■ **SOURCE MATERIAL**:
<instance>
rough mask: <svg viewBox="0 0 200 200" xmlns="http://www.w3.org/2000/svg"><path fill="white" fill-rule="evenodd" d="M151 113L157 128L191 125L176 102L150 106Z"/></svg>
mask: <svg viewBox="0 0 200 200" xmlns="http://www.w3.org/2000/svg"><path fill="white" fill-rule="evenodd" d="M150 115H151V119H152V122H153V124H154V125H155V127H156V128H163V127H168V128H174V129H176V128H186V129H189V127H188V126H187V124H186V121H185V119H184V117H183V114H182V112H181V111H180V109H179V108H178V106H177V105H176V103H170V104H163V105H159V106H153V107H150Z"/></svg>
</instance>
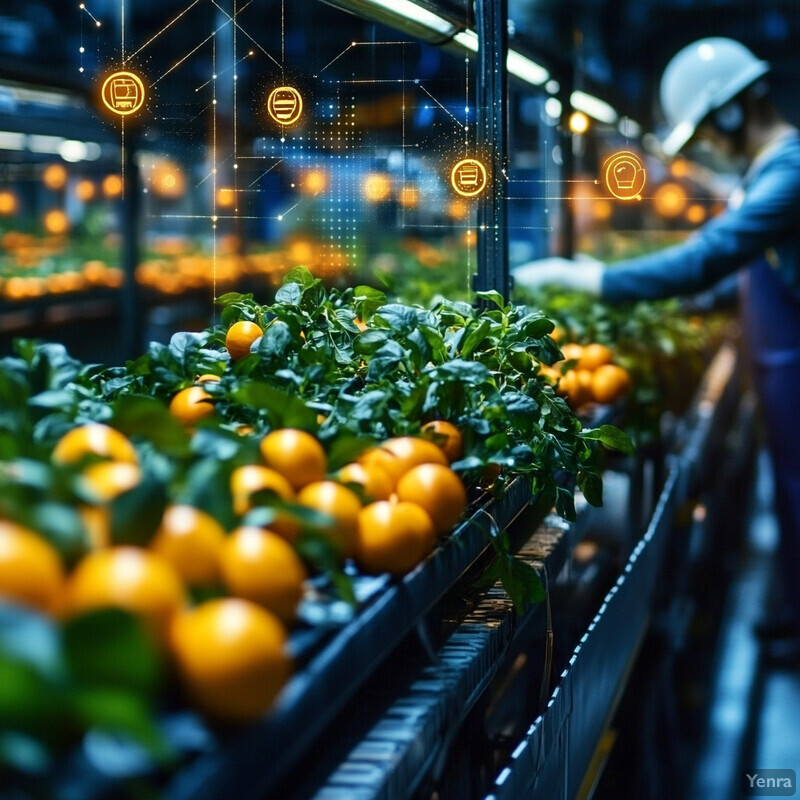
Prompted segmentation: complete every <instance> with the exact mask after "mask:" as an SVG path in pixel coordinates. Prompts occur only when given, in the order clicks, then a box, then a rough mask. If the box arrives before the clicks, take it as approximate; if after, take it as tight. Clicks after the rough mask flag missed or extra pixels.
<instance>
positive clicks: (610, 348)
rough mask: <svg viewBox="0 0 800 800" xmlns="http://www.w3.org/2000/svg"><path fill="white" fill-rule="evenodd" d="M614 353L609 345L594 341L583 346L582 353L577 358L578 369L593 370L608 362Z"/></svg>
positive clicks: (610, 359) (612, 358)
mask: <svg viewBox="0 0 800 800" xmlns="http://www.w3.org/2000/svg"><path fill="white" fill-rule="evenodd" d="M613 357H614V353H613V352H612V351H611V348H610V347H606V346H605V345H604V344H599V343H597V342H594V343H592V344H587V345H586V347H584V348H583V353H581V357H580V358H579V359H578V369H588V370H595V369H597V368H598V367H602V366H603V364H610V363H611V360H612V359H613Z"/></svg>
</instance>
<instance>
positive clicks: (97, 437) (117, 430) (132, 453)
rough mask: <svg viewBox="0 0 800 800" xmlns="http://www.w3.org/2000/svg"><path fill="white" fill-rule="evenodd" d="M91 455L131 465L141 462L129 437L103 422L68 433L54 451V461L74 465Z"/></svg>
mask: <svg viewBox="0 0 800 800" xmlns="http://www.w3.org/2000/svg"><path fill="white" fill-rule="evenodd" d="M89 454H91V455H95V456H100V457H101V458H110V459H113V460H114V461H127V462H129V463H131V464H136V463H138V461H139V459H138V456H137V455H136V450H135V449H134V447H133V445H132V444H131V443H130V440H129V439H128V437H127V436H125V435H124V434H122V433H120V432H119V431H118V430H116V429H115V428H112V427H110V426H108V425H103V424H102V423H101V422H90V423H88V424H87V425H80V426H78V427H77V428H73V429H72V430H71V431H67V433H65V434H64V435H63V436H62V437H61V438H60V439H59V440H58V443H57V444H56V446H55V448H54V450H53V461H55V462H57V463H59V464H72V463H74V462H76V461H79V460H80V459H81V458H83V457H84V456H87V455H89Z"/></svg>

==

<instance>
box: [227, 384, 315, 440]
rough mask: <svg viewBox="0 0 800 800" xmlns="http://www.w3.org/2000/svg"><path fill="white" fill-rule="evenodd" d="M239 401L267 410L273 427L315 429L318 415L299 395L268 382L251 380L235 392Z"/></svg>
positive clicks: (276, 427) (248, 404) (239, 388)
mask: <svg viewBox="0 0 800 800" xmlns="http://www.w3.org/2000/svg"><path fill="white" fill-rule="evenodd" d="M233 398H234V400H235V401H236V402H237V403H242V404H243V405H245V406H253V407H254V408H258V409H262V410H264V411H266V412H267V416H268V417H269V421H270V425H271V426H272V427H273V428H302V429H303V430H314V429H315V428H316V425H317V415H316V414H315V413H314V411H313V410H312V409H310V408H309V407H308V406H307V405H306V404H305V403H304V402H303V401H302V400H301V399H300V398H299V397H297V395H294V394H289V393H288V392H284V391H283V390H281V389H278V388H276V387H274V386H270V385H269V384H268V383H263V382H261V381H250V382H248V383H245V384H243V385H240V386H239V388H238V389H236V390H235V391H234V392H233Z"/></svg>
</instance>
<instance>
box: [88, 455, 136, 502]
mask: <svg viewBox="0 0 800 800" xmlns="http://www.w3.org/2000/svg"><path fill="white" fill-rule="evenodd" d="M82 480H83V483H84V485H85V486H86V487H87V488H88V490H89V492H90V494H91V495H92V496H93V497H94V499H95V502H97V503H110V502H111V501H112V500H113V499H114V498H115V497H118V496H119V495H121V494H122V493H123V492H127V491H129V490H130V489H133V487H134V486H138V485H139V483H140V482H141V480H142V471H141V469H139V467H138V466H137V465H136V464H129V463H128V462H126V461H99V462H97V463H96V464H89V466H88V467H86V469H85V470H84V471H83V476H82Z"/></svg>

■ **TO DO**: Everything above from the line with "Prompted segmentation: complete" to the line with "353L609 345L594 341L583", both included, must be repeated exactly, and nothing outside that range.

■ **SOLUTION FOR THIS TASK**:
Prompted segmentation: complete every <instance> with the exact mask after "mask:" as an SVG path in pixel coordinates. Prompts occur only when given, in the order clicks, then a box, then a rough mask. If the box arrives before the clicks, take it as approximate; if after, take it as tight. Clicks after the rough mask flag missed or extra pixels.
<instance>
positive clicks: (610, 348)
rough mask: <svg viewBox="0 0 800 800" xmlns="http://www.w3.org/2000/svg"><path fill="white" fill-rule="evenodd" d="M614 353L609 345L594 341L583 346L582 353L577 358L578 369L593 370L608 362Z"/></svg>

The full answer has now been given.